(Recorded data)
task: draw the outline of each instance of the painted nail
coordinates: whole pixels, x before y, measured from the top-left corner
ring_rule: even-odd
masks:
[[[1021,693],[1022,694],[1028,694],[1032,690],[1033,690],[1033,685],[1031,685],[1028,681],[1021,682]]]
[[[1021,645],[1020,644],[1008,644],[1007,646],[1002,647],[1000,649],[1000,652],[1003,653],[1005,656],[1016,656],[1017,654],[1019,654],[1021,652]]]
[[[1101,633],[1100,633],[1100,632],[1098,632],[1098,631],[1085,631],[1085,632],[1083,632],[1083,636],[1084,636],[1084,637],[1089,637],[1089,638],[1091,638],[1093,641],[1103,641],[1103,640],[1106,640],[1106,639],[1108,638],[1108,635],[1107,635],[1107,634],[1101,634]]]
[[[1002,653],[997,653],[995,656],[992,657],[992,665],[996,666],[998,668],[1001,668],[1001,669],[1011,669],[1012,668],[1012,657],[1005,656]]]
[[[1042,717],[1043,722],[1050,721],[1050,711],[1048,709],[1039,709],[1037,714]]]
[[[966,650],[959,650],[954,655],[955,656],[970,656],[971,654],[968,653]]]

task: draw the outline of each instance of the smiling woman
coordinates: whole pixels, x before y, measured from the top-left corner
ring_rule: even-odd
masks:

* * *

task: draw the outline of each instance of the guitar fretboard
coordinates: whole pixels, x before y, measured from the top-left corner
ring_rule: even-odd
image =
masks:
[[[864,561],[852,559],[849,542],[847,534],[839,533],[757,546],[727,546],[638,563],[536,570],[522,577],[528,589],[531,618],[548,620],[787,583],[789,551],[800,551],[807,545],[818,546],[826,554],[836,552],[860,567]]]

◆ WORK ORDER
Return all lines of the data in which the string "task" appears.

◆ WRITTEN REPLY
task: draw the outline of each instance of the painted nail
task: draw the outline of each instance of the smiling woman
task: draw the outline of each instance of the guitar fretboard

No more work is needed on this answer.